#### [Text for analysis]
[Start of section]

The Painkiller You’re Popping Like M&Ms Could Lead to a Heart Attack

Researchers warn that "harmless" painkillers could increase your risk of cardiac arrest by a third.

ibuprofenMike Flippo/Shutterstock

Got a headache? Take Advil. Menstrual cramps? Pop some Advil. Shoulder injury acting up? It’s Advil to the rescue. Or is it?

Research published in the March issue of European Heart Journal: Cardiovascular Pharmacotherapy is a warning to anyone who takes non-steroidal anti-inflammatory drugs (NSAIDs)—such as ibuprofen—on a regular basis. The study found that these drugs may increase the risk of a heart attack by up to 30 percent.

Using the Danish Cardiac Arrest Registry, the researchers collected data on all patients who had an out-of-hospital cardiac arrest in Denmark between 2001 and 2010 and data on all redeemed prescriptions for NSAIDs from Danish pharmacies since 1995. Using each patient as both case and control over two distinct time periods, their use of NSAIDs during the 30 days before cardiac arrest was compared to their use of NSAIDs during a preceding 30-day period without cardiac arrest. Use of any NSAID (both non-selective NSAIDs such as diclofenac, naproxen, ibuprofen, and COX-2 selective inhibitors such as rofecoxib and celecoxib) was associated with a 31 percent increased risk of cardiac arrest.

Study author Gunnar H. Gislason, professor of cardiology at Copenhagen University Hospital Gentofte, Denmark, said the findings are “a stark reminder that NSAIDs are not harmless.”

[End of section]

#### [Dataset entries]
[Start of section]

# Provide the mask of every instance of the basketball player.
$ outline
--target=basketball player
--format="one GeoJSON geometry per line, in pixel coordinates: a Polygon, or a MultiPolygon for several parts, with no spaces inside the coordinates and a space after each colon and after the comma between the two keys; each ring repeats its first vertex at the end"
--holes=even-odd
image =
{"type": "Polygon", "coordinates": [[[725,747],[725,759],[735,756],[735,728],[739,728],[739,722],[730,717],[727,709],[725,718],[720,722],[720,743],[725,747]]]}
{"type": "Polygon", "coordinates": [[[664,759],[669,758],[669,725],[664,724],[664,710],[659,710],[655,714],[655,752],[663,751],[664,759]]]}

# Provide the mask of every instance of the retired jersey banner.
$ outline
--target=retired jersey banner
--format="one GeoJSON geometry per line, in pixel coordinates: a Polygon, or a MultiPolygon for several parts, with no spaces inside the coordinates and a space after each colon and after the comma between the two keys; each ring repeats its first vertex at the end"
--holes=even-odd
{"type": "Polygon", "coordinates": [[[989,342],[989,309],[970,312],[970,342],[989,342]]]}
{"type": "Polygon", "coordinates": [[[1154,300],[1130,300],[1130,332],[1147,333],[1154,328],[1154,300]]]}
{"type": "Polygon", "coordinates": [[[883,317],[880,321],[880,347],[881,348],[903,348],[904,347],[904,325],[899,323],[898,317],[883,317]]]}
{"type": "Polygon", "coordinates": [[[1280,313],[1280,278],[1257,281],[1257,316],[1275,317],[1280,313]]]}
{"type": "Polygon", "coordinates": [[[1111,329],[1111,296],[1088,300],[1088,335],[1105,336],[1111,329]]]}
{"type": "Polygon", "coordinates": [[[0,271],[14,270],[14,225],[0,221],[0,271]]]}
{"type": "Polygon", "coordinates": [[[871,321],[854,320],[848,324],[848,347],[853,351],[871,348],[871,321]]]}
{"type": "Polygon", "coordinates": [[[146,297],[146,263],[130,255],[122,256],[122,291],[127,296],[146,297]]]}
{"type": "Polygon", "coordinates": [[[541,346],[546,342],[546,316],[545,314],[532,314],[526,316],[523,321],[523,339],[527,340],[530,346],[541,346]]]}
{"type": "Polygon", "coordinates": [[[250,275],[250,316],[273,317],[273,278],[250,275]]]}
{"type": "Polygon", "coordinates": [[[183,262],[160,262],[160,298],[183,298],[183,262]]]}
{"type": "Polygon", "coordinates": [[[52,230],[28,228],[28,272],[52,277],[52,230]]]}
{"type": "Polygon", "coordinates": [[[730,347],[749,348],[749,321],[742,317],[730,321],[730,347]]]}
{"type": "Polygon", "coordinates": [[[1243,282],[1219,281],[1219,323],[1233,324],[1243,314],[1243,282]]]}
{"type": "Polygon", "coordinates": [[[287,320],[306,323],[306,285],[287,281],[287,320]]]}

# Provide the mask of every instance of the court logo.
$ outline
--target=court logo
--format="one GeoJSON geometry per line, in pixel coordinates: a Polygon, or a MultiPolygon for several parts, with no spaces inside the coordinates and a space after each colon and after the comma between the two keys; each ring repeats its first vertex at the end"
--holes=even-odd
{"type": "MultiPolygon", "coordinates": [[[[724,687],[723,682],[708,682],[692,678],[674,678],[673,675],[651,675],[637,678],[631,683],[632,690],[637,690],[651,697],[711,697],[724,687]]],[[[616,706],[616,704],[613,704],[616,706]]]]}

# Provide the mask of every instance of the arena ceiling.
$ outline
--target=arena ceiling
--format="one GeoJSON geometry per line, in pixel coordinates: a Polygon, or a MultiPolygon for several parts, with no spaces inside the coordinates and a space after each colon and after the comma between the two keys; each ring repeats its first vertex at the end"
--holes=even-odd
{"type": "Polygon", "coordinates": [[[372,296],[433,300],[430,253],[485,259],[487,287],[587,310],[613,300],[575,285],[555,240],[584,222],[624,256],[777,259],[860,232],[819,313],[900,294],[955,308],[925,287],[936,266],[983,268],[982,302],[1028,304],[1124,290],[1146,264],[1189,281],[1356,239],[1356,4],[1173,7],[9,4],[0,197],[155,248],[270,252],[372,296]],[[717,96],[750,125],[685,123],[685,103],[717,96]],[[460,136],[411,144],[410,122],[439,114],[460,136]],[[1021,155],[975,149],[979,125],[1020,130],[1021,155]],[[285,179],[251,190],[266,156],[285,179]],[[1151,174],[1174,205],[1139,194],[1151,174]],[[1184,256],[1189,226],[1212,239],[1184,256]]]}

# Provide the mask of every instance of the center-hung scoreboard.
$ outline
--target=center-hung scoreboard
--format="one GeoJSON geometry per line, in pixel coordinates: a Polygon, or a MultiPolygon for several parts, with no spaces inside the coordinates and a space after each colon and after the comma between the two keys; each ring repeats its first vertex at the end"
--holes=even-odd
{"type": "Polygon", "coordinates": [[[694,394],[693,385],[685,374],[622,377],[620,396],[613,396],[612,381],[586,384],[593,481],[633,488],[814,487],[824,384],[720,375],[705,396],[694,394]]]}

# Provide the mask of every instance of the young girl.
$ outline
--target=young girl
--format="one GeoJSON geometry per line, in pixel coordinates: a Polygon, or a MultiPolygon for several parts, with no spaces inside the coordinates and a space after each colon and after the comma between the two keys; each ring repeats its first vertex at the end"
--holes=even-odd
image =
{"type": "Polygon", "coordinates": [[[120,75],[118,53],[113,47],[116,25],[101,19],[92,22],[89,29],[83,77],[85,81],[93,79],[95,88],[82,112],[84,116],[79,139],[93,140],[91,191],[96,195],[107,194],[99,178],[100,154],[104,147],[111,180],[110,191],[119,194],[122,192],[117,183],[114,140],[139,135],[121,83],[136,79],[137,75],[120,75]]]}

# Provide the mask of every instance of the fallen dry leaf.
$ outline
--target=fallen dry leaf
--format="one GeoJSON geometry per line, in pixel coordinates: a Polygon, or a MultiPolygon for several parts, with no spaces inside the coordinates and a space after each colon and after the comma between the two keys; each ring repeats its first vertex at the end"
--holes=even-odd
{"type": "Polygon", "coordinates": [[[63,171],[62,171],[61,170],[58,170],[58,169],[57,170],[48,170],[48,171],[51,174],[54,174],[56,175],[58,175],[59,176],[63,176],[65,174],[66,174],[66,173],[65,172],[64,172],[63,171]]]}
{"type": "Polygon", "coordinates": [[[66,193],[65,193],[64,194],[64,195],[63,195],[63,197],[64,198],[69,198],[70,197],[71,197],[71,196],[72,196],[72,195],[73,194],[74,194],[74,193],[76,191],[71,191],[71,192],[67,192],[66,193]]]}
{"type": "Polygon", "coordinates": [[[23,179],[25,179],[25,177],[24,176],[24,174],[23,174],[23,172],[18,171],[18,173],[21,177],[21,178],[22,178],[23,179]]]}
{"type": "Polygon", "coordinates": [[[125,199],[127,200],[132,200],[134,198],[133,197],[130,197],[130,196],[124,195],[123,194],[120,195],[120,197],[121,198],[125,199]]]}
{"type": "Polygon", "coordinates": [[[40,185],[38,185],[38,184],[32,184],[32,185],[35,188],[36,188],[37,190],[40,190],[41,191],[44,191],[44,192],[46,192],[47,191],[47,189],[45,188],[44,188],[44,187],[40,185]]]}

[End of section]

#### [Task statement]
Resume the article on painkillers and heart attack risk, starting right after its last sentence. The records play no part in what comes next.

#### [Expected answer]
How exactly could these drugs increase the risk of a heart attack? NSAIDs affect the cardiovascular system in several ways: They can influence platelet aggregation, cause blood clots, cause the arteries to constrict, increase fluid retention, and raise blood pressure.

“Diclofenac and ibuprofen, both commonly used drugs, were associated with significantly increased risk of cardiac arrest. NSAIDs should be used with caution and for a valid indication,” warned Dr. Gislason. “They should probably be avoided in patients with cardiovascular disease or many cardiovascular risk factors.” (Find out other ways you can prevent heart disease.)

According to Dr. Gislason, a major issue is just how readily available NSAIDs are, which sends the public the wrong message (i.e. these drugs must be safe for me if they are being sold in a convenience store). “I don’t think these drugs should be sold in supermarkets or gas stations where there is no professional advice on how to use them,” he said. “Over-the-counter NSAIDs should be available only at pharmacies, in limited quantities, and in low doses.”

As well as consulting a health-care professional before taking NSAIDs, Dr. Gislason offered further advice on taking NSAIDs: “Do not take more than 1,200 mg of ibuprofen per day. Naproxen is probably the safest NSAID, and we can safely take up to 500 mg a day. Diclofenac is the riskiest NSAID and should be avoided by patients with cardiovascular disease and the general population. Safer drugs are available that have similar painkilling effects, so there is no reason to use diclofenac.”